— start SUPPLIED PASSAGE —
# PPI Phantom P900.4 review in PASmag



## PPI_GUY (Dec 20, 2007)

PASmag review of the new P-P-I P900.4
I hadn't seen this mentioned anywhere. Those interested in the new Phantom series may find this review helpful. Lots of clean power from this little guy!

PASMAG | PERFORMANCE AUTO AND SOUND - Test Report: Precision Power P900.4 Amplifier

Grizz, are these shipping yet?


----------



## Darth SQ (Sep 17, 2010)

PPI_GUY said:


> PASmag review of the new P-P-I P900.4
> I hadn't seen this mentioned anywhere. Those interested in the new Phantom series may find this review helpful. Lots of clean power from this little guy!
> 
> PASMAG | PERFORMANCE AUTO AND SOUND - Test Report: Precision Power P900.4 Amplifier
> ...


Ok, I was going to say how did you already get one?
Bret
PPI-ART COLLECTOR


----------



## PPI_GUY (Dec 20, 2007)
— end SUPPLIED PASSAGE —
-- JOB A --
In the records, swap "instance" for "object" in the lines starting with the line containing "target: yellow road marking" and going on through the line containing "244 148 L 244". Leave everything else unchanged and return only those lines.
The forum thread and the records have nothing to do with each other.
— start RECORDS SHOWN —
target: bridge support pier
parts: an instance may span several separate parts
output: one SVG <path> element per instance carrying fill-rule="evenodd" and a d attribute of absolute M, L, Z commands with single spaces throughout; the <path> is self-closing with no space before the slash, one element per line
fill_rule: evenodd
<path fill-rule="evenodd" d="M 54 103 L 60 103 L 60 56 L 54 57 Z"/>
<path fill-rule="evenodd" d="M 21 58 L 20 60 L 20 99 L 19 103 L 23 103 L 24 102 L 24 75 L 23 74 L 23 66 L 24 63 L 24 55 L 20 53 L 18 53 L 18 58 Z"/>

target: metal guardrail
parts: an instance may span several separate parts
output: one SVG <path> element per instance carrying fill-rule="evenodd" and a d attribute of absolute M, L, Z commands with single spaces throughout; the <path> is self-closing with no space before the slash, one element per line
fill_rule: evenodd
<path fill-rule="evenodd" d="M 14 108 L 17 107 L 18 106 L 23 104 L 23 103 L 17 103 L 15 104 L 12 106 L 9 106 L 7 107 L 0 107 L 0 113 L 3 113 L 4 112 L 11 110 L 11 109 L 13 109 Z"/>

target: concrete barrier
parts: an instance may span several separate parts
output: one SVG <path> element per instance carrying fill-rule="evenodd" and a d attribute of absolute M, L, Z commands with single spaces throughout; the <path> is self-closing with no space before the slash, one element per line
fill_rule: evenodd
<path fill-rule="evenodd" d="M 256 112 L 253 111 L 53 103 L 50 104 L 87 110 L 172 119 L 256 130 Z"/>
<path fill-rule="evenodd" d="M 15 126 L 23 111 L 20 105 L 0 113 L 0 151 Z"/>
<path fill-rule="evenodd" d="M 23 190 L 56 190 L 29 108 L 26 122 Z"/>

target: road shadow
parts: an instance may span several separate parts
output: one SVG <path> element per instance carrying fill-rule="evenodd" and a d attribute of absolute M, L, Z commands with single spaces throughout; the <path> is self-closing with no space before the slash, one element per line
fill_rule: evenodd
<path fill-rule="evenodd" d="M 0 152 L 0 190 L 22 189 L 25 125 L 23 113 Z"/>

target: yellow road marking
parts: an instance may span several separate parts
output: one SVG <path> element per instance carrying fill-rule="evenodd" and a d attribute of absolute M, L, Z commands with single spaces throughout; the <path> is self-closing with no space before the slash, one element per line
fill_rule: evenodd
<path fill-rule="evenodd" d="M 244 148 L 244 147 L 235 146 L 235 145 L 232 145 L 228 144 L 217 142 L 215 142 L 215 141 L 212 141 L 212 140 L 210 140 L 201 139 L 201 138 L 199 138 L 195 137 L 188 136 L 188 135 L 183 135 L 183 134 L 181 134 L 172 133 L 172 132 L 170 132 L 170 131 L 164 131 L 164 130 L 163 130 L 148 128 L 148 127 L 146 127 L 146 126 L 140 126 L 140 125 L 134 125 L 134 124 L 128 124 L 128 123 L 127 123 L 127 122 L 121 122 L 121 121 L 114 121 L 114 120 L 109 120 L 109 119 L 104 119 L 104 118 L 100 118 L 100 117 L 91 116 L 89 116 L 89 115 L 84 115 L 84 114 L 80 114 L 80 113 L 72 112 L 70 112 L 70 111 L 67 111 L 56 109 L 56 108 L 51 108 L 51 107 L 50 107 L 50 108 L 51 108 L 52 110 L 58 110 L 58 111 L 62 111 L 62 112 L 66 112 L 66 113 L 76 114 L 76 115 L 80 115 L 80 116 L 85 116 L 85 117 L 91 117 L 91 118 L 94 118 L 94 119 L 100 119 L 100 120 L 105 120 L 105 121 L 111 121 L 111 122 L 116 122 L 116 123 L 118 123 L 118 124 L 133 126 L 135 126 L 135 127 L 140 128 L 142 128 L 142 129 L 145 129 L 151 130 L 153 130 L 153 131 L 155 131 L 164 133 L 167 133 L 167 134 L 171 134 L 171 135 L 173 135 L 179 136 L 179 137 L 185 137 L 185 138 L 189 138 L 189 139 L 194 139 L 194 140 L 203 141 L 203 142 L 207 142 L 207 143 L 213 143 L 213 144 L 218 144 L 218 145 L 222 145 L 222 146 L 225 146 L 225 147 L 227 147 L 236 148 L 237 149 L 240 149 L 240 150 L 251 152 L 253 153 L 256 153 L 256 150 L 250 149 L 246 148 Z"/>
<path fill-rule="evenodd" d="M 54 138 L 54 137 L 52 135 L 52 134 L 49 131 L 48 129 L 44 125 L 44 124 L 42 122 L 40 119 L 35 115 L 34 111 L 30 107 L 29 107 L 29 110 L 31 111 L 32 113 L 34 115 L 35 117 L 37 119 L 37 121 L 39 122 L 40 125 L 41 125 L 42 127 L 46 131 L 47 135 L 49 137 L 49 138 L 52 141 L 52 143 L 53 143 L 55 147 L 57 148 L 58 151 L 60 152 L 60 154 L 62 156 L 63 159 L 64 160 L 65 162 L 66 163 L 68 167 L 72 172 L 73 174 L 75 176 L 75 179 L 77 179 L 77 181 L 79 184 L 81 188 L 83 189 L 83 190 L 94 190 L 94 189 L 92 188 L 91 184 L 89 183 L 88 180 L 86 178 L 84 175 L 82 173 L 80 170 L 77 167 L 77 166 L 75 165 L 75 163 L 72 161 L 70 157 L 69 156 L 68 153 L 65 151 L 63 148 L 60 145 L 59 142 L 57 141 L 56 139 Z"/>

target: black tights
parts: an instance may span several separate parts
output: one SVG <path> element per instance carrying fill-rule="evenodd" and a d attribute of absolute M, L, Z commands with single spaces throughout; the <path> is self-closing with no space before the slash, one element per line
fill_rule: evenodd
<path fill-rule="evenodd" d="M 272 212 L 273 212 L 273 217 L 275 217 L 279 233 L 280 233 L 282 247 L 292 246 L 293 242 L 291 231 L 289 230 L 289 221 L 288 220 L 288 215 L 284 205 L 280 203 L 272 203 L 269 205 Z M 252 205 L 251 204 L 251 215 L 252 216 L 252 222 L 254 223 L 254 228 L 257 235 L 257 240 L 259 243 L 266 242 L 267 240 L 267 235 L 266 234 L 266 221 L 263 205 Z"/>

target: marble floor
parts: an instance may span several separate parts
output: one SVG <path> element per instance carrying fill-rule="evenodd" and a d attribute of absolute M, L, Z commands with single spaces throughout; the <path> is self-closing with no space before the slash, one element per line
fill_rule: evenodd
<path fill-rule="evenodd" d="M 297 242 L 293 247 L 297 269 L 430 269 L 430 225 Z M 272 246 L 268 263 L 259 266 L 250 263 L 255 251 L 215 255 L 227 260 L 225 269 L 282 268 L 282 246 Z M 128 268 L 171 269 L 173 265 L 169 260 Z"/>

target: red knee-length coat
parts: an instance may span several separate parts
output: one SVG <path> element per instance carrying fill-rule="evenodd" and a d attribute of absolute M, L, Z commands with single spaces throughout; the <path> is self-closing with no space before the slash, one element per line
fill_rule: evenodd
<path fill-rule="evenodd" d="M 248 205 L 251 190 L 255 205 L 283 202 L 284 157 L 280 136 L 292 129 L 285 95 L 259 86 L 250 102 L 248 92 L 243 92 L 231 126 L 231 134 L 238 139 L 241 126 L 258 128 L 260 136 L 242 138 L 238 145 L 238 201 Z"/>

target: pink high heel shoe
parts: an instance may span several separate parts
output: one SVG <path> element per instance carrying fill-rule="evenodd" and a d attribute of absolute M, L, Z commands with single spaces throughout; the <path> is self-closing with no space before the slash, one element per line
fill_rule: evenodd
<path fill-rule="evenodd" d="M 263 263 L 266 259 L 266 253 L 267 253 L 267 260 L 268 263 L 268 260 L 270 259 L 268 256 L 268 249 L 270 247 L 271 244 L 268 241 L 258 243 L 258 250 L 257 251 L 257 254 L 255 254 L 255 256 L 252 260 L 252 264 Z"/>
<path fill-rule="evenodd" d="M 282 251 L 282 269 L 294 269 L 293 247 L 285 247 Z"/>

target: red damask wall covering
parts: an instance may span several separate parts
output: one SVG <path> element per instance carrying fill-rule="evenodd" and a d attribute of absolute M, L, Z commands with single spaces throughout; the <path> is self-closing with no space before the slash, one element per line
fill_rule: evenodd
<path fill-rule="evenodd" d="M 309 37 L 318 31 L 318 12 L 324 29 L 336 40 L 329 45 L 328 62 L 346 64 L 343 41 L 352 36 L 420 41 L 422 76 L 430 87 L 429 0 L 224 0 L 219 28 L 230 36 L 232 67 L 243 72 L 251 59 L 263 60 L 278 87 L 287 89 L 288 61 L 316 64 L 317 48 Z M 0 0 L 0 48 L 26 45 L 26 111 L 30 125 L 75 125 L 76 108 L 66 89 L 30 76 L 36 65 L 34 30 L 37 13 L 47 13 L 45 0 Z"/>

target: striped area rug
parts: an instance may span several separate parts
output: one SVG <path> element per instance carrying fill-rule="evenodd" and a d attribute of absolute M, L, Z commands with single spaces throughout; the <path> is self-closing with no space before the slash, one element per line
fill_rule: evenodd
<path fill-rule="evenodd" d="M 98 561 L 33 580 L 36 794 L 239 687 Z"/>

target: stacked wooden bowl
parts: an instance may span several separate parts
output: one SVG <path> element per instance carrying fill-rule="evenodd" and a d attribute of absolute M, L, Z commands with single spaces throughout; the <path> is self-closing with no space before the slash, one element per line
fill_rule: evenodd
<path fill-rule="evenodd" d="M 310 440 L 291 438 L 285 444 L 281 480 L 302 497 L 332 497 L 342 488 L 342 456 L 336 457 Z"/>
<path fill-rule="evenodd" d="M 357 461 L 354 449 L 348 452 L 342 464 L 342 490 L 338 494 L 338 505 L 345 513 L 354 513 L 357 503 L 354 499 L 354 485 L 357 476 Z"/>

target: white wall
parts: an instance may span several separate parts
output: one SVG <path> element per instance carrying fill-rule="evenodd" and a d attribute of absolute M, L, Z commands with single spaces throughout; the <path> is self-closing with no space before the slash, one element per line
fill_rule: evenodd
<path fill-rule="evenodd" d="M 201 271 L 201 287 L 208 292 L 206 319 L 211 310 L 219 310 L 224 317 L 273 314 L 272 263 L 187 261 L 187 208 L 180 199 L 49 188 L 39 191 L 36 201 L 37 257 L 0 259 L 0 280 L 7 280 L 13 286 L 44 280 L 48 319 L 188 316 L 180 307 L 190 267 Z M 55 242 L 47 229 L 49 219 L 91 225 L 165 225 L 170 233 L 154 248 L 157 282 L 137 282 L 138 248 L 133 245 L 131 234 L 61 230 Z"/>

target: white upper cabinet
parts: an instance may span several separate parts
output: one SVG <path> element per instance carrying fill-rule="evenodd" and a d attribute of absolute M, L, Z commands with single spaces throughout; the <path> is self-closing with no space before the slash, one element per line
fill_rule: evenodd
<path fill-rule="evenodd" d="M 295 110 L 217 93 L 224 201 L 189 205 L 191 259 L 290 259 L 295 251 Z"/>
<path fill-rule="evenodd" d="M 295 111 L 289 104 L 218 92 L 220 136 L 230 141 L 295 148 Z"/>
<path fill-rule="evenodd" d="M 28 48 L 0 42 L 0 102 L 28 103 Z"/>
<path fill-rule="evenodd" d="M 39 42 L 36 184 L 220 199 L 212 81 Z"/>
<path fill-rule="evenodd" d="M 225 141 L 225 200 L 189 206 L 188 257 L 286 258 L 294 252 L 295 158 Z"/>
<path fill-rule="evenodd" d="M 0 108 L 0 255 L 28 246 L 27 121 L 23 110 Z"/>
— end RECORDS SHOWN —
-- JOB B --
Extend the forum thread about the PPI Phantom P900.4 review from where it stops.

-- WRITTEN RESPONSE A --
target: yellow road marking
parts: an object may span several separate parts
output: one SVG <path> element per object carrying fill-rule="evenodd" and a d attribute of absolute M, L, Z commands with single spaces throughout; the <path> is self-closing with no space before the slash, one element per line
fill_rule: evenodd
<path fill-rule="evenodd" d="M 244 148 L 244 147 L 235 146 L 235 145 L 232 145 L 228 144 L 217 142 L 215 142 L 215 141 L 212 141 L 212 140 L 210 140 L 201 139 L 201 138 L 199 138 L 195 137 L 188 136 L 188 135 L 183 135 L 183 134 L 181 134 L 172 133 L 172 132 L 170 132 L 170 131 L 164 131 L 164 130 L 163 130 L 148 128 L 148 127 L 146 127 L 146 126 L 140 126 L 140 125 L 134 125 L 134 124 L 128 124 L 128 123 L 127 123 L 127 122 L 121 122 L 121 121 L 114 121 L 114 120 L 109 120 L 109 119 L 104 119 L 104 118 L 100 118 L 100 117 L 91 116 L 89 116 L 89 115 L 84 115 L 84 114 L 80 114 L 80 113 L 72 112 L 70 112 L 70 111 L 67 111 L 56 109 L 56 108 L 51 108 L 51 107 L 50 107 L 50 108 L 51 108 L 52 110 L 58 110 L 58 111 L 62 111 L 62 112 L 66 112 L 66 113 L 76 114 L 76 115 L 80 115 L 80 116 L 85 116 L 85 117 L 91 117 L 91 118 L 94 118 L 94 119 L 100 119 L 100 120 L 105 120 L 105 121 L 111 121 L 111 122 L 116 122 L 116 123 L 118 123 L 118 124 L 133 126 L 135 126 L 135 127 L 140 128 L 142 128 L 142 129 L 145 129 L 151 130 L 153 130 L 153 131 L 155 131 L 164 133 L 167 133 L 167 134 L 171 134 L 171 135 L 173 135 L 179 136 L 179 137 L 185 137 L 185 138 L 189 138 L 189 139 L 194 139 L 194 140 L 203 141 L 203 142 L 207 142 L 207 143 L 213 143 L 213 144 L 218 144 L 218 145 L 222 145 L 222 146 L 225 146 L 225 147 L 227 147 L 236 148 L 237 149 L 240 149 L 240 150 L 251 152 L 253 153 L 256 153 L 256 150 L 250 149 L 246 148 Z"/>

-- WRITTEN RESPONSE B --
The only online dealer that came up as stocking the new Phantom series was Thunder and I seriously doubt they have them either. Would like an update from Grizz on when these will actually be available for purchase. The test was written up in June.


----------



## Darth SQ (Sep 17, 2010)

PPI_GUY said:


> The only online dealer that came up as stocking the new Phantom series was Thunder and I seriously doubt they have them either. Would like an update from Grizz on when these will actually be available for purchase. The test was written up in June.


And the source units.
It's really the only thing holding up my build other than the extra money.

Bret
PPI-ART COLLECTOR


----------



## oldno7brand (Mar 15, 2011)

Is it me or did that seem like a really short review

The writer mentions only having a very brief time to listen to it but had a positive reaction to the amp.
(Listened to an hour due to a magazine deadline)...... So why not wait a month to put the review out?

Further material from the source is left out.